* Textauszug
# # #

Entscheidungsstichwort (Thema)
Vergütung eines Personengesellschafters für Entwicklung von Konstruktionsplänen
Leitsatz (NV)
- Leistet eine Personengesellschaft ihrem Gesellschafter eine Vergütung für die Entwicklung von Konstruktionsplänen, handelt es sich dabei um eine Sondervergütung i.S.d. § 15 Abs. 1 Satz 1 Nr. 2 Satz 1 Halbs. 2 EStG.
- Die Rüge, Finanzrichter trügen den "Makel der Parteilichkeit", soweit sie früher in der Finanzverwaltung tätig waren, ist keine zulässige Rüge eines Verfahrensmangels.
- Es ist höchstrichterlich geklärt, dass die Abschaffung der Streitwertrevision mit der Verfassung vereinbar ist.
Normenkette
FGO § 115 Abs. 2 Nrn. 1, 3; EStG § 15 Abs. 1 S. 1 Nr. 2 S. 1 Hs. 2 EStG
Gründe
Die Beschwerde ist nicht begründet und war deshalb zurückzuweisen.
1. Soweit der Beschwerdeschrift das Vorbringen der Klägerin und Beschwerdeführerin (Klägerin) zu entnehmen sein sollte, ein Verfahren vor dem Finanzgericht (FG) erfülle nicht die Anforderungen an ein gerichtliches Rechtsschutzverfahren i.S. des Art. 19 Abs. 4 des Grundgesetzes (GG), weil Finanzrichter den "Makel der Parteilichkeit" besäßen, soweit sie früher in der Finanzverwaltung tätig waren, liegt darin keine zulässige Rüge eines Verfahrensmangels i.S. des § 115 Abs. 2 Nr. 3 der Finanzgerichtsordnung (FGO). Die Besorgnis der Befangenheit eines Finanzrichters ist mit einem Ablehnungsgesuch zunächst beim FG geltend zu machen. Erst bei Erfolglosigkeit eines solchen Gesuchs kommt ―seit Abschaffung des selbständigen Beschwerdeverfahrens durch § 128 Abs. 2 FGO― eine Verfahrensrüge im Rahmen einer Nichtzulassungsbeschwerde in Betracht (§ 119 Nr. 1 FGO).
2. Die Rüge der grundsätzlichen Bedeutung der Rechtssache ist unbegründet.
a) Eine Rechtssache hat grundsätzliche Bedeutung, wenn über Rechtsfragen zu entscheiden ist, deren Klärung das Interesse der Allgemeinheit an der einheitlichen Entwicklung und Handhabung des Rechts berührt und die klärungsbedürftig und im Streitfall auch klärbar sind (ständige Rechtsprechung des Bundesfinanzhofs ―BFH―, vgl. z.B. Beschlüsse vom 15. Juli 1966 VI B 2/66, BFHE 86, 708, BStBl III 1966, 628, und vom 30. August 2001 IV B 79, 80/01, BFHE 196, 30, BStBl II 2001, 837). Nicht klärungsbedürftig ist eine Rechtsfrage, deren Beantwortung sich unmittelbar aus dem Gesetz ergibt (BFH-Beschluss vom 26. Januar 1978 V B 15/77, BFHE 124, 264, BStBl II 1978, 394, letzter Abs.) oder die höchstrichterlich bereits entschieden ist, ohne dass zwischenzeitlich neue gewichtige Gesichtspunkte in Erscheinung getreten sind (BFH-Beschluss vom 21. Juli 1977 IV B 16-17/77, BFHE 123, 48, BStBl II 1977, 760).

# # #

* Gespeicherte Daten
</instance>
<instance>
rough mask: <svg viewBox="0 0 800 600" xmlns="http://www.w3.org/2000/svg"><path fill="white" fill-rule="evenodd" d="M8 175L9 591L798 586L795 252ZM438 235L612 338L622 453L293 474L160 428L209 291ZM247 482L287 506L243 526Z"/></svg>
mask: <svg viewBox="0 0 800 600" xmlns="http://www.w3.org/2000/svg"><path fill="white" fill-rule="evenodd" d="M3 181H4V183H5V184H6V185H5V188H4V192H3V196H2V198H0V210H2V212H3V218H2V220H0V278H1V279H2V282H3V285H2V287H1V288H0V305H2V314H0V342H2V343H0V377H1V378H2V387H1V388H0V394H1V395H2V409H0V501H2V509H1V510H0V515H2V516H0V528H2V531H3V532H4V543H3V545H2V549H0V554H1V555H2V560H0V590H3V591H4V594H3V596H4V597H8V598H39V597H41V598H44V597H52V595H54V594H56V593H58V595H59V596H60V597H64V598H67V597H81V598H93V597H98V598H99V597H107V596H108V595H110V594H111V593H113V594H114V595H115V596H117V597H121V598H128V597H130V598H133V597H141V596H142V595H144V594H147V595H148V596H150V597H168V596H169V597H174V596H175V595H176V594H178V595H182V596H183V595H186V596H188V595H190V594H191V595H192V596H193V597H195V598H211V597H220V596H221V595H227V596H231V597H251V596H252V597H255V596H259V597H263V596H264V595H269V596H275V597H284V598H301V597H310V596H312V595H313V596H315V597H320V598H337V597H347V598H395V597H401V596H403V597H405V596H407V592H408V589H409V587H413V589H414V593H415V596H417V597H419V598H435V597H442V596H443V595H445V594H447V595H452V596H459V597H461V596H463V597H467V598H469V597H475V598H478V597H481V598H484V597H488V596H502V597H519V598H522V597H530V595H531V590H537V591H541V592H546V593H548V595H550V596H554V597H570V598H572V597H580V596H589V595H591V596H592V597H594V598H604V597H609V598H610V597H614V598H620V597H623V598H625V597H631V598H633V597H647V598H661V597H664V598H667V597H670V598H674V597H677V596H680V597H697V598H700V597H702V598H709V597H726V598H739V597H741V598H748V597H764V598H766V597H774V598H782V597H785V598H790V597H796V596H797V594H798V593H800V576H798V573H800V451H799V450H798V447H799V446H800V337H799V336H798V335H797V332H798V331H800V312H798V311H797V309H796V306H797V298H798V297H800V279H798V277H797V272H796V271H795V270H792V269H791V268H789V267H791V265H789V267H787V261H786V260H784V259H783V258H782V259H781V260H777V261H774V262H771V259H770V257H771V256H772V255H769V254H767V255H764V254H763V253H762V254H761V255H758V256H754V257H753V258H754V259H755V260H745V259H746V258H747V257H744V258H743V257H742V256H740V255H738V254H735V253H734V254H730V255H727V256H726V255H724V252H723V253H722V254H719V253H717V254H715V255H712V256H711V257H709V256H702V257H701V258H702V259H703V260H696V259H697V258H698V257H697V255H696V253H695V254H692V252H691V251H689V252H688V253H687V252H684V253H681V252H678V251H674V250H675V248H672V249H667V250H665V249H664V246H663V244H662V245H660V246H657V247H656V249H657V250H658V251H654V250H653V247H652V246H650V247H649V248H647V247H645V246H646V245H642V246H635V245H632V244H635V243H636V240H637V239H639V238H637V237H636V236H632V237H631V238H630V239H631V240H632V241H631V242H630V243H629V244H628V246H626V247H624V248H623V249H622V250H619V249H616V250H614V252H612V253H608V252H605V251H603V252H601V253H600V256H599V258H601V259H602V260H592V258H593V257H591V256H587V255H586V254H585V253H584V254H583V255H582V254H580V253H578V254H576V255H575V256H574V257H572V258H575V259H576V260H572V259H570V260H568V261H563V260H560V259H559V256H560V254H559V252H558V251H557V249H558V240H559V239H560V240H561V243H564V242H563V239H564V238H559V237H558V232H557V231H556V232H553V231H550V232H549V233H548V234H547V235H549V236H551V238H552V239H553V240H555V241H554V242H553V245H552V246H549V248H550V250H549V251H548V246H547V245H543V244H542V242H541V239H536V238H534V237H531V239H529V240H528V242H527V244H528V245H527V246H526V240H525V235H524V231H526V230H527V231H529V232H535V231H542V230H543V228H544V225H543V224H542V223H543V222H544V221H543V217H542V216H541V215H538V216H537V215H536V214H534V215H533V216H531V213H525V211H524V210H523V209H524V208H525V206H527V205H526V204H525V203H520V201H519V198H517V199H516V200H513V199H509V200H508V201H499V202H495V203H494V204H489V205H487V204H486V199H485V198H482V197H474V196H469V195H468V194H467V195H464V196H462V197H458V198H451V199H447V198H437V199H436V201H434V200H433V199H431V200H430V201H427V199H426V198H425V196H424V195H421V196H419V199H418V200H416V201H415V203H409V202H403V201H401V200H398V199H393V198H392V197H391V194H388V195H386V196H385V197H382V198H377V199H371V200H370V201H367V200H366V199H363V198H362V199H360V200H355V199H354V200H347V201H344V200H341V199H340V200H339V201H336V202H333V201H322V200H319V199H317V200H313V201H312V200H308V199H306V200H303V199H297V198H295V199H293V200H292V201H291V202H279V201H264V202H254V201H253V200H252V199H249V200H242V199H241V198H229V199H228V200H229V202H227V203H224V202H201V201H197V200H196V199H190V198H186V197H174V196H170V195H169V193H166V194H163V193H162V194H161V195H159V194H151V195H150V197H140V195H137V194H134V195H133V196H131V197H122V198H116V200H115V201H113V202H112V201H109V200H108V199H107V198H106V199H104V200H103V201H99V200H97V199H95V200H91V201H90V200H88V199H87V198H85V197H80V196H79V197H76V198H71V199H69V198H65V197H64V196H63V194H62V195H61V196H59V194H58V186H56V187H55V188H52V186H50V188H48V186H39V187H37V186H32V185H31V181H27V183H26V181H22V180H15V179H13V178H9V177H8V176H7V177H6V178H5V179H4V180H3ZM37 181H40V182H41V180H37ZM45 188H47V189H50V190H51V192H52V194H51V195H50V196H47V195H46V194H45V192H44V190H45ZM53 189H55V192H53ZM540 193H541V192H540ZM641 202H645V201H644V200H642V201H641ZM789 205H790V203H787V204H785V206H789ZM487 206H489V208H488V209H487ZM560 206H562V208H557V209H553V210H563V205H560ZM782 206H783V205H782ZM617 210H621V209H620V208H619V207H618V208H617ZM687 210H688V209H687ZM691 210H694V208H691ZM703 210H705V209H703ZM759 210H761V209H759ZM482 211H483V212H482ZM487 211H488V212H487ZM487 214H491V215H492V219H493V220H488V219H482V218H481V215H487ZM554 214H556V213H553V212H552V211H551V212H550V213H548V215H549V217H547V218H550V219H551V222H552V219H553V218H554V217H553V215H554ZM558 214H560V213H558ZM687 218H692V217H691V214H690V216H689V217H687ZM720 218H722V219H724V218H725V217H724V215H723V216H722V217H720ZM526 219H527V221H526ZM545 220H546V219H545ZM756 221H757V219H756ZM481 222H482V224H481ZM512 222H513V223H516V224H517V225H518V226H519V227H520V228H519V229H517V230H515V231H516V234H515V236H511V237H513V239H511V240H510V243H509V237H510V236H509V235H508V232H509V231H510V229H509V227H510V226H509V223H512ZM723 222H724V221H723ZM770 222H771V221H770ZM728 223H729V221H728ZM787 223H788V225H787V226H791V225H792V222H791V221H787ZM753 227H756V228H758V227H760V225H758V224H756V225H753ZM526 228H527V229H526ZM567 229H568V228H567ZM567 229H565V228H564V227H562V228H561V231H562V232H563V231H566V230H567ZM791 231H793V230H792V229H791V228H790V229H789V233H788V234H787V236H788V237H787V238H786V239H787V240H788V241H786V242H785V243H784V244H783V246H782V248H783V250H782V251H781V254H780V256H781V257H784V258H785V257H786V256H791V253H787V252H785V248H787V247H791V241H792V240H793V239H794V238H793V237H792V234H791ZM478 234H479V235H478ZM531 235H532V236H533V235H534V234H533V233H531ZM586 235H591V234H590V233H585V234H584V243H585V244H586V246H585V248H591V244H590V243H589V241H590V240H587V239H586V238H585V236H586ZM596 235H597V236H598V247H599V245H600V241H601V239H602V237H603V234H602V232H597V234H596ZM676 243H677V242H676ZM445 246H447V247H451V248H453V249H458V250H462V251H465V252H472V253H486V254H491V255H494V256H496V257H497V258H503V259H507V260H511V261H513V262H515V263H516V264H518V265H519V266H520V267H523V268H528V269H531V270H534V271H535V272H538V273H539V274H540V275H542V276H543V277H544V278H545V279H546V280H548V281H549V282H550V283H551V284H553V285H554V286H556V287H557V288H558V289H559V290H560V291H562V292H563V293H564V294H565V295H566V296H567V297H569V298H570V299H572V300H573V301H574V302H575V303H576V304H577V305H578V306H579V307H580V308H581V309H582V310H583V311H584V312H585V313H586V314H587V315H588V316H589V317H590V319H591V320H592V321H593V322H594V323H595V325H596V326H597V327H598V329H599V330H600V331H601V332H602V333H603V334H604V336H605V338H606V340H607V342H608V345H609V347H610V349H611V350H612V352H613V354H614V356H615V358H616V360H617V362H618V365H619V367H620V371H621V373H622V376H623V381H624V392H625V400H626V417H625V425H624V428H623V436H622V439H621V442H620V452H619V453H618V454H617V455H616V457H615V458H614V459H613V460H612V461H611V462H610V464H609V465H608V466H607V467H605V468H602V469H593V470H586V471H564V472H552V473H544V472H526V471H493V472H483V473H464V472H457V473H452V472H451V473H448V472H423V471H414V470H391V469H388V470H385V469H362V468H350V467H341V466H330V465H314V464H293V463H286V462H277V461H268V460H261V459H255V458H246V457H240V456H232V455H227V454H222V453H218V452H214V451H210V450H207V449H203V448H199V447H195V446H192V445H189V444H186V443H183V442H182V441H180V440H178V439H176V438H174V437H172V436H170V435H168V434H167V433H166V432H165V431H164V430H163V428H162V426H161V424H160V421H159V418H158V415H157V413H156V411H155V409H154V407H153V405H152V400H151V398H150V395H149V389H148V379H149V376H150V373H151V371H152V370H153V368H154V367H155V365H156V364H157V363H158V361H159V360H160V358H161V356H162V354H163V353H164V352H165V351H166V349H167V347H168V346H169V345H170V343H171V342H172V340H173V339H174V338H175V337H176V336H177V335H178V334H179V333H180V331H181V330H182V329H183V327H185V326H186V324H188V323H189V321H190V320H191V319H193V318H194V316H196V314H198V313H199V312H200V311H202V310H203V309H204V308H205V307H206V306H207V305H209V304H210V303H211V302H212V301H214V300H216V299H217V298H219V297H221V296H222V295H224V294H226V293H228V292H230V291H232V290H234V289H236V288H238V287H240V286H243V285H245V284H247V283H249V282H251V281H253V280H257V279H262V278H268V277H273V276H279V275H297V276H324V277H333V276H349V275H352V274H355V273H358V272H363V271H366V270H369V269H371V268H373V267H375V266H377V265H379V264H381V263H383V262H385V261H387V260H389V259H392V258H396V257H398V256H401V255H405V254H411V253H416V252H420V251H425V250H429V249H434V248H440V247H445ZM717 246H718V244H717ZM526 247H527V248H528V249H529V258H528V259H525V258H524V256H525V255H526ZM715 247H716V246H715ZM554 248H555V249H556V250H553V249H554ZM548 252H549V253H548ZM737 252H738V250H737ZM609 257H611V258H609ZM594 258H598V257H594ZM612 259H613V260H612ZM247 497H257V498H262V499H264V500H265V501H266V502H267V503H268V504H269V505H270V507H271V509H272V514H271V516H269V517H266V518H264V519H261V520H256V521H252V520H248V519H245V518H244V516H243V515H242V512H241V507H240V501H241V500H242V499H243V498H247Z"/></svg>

# # #

* Arbeitsaufträge
• a. Wo muss man laut dem Beschluss zur Vergütung eines Personengesellschafters die Besorgnis der Befangenheit eines Finanzrichters zunächst geltend machen?
• b. Schreibe den Beschluss zur Vergütung eines Personengesellschafters nach seinem letzten Satz weiter.

* Erwartete Antworten
• a. Mit einem Ablehnungsgesuch beim Finanzgericht.

• b.
Hat der BFH eine Rechtsfrage bereits entschieden, besteht in der Regel kein Bedarf für eine erneute Entscheidung derselben Frage. Eine Ausnahme davon gilt nur dann, wenn FG der Rechtsprechung des BFH nicht gefolgt sind oder im Fachschrifttum oder auch mit der Nichtzulassungsbeschwerde selbst neue gewichtige Argumente gegen die höchstrichterliche Rechtsprechung vorgetragen werden, die der BFH bisher nicht erwogen hat (BFH-Beschlüsse in BFHE 123, 48, BStBl II 1977, 760; vom 3. Juni 1980 VII B 40/79, BFHE 131, 149, und vom 12. Juni 1996 IV B 133/95, BFHE 180, 450, BStBl II 1997, 82).
b) Diese Voraussetzungen sind nicht erfüllt in Bezug auf die von der Klägerin eingehend erörterte Frage, ob ein Revisionsverfahren im Finanzprozess ausschließlich von dem Vorliegen bestimmter Revisionsgründe abhängig gemacht werden darf. Die Frage ist bereits von der Rechtsprechung geklärt. Sowohl der BFH als auch das Bundesverfassungsgericht (BVerfG) haben eine solche Begrenzung des Revisionsverfahrens und den Verzicht auf eine Streitwertrevision für zulässig und mit der Verfassung vereinbar gehalten, denn Art. 19 Abs. 4, 103 Abs. 1 und 20 Abs. 3 GG gebieten keinen mehrstufigen Rechtsweg, insbesondere nicht das Rechtsmittel der Revision (BVerfG-Beschluss vom 24. Oktober 1989 1 BvR 576/89, Höchstrichterliche Finanzrechtsprechung 1990, 447; BFH-Beschluss vom 17. Januar 1989 IV B 113/87, BFH/NV 1990, 382).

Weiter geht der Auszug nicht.